(Extracted data entries)
◇ ◇ ◇ ◇

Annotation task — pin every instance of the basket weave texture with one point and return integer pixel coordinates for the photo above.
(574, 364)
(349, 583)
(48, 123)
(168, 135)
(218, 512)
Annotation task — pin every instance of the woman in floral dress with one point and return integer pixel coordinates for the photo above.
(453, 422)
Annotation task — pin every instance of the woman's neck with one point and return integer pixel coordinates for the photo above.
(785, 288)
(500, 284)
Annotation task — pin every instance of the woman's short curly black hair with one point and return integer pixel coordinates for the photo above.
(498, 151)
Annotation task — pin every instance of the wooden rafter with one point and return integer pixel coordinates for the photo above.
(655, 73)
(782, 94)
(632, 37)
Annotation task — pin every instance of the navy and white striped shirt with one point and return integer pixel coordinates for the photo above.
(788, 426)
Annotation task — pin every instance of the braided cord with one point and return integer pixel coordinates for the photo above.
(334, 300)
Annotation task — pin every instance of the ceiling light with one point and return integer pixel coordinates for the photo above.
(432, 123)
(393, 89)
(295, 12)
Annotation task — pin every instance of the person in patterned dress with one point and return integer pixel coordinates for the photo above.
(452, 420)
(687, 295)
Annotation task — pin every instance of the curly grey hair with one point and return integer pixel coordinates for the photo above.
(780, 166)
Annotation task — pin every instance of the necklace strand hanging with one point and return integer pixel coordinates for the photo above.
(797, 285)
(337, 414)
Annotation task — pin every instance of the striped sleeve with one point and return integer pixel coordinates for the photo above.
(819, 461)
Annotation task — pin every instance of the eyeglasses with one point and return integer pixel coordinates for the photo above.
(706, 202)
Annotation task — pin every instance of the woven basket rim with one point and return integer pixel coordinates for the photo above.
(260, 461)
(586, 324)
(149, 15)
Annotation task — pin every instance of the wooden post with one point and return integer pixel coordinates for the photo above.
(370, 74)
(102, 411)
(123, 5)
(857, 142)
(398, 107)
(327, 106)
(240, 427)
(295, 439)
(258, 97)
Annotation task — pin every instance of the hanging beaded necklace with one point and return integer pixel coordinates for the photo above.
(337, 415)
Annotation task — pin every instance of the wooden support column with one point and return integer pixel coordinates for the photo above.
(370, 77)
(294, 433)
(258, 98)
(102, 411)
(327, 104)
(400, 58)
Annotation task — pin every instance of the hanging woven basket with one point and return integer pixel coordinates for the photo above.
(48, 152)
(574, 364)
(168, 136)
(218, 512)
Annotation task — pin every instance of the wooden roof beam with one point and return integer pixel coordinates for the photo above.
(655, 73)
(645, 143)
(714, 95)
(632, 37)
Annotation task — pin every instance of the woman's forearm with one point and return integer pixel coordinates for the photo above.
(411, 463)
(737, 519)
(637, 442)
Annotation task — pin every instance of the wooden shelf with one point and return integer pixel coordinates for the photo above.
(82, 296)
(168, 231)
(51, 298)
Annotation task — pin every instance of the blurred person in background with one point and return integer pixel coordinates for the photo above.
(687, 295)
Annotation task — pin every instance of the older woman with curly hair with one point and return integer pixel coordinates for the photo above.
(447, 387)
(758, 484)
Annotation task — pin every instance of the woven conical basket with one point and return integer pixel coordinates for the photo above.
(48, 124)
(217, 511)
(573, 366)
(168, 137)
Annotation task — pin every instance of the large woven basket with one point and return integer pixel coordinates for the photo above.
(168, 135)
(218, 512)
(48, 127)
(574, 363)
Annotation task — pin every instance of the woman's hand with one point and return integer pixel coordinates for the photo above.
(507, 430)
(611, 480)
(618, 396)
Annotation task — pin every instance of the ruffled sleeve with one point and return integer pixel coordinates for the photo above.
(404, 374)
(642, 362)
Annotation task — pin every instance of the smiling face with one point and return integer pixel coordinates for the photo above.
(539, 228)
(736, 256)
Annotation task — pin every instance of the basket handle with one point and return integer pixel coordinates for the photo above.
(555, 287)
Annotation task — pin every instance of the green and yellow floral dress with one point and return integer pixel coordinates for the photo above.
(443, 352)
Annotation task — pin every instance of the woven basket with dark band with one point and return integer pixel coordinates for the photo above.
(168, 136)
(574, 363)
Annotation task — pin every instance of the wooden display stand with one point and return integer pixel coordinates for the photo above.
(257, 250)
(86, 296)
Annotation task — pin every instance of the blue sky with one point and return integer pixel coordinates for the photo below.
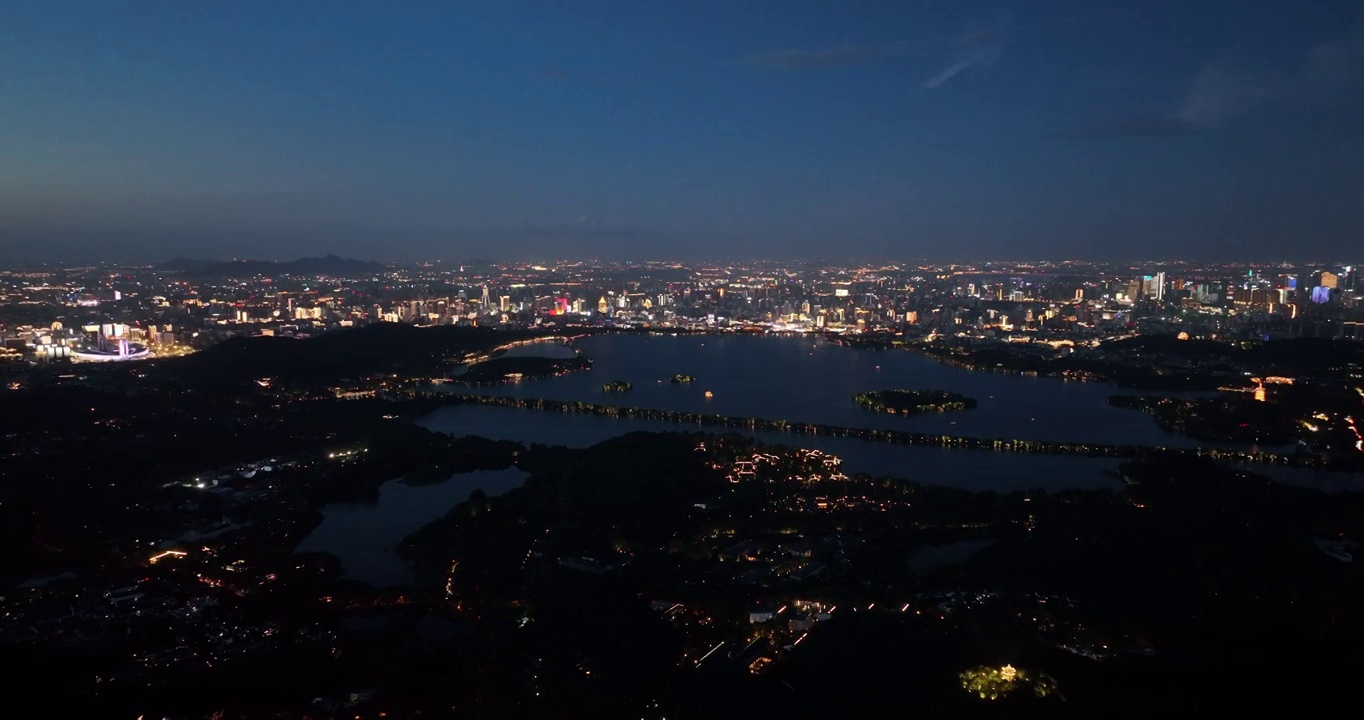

◇ ◇ ◇ ◇

Your goal — Return every line of the listing above that contains the word "basket", copied in full.

Result for this task —
Annotation task — pin every instance of the basket weave texture with one point and return integer pixel coordinates for the photo above.
Annotation task — pin every instance of the woven basket rim with one point and return integer pixel coordinates for the photo above.
Annotation task — pin every instance of the hanging woven basket with one point and return integer pixel coordinates for the photo above.
Annotation task — pin every instance of the woven conical basket with one point and return integer pixel coordinates for the photo above.
Annotation task — pin every instance of the large woven basket with one point and return integer pixel coordinates for the photo above.
Annotation task — pin every instance of the basket handle with one point and return integer pixel coordinates for the photo above.
Annotation task — pin every instance of the woven basket with dark band with one point and return integer pixel coordinates for the photo above.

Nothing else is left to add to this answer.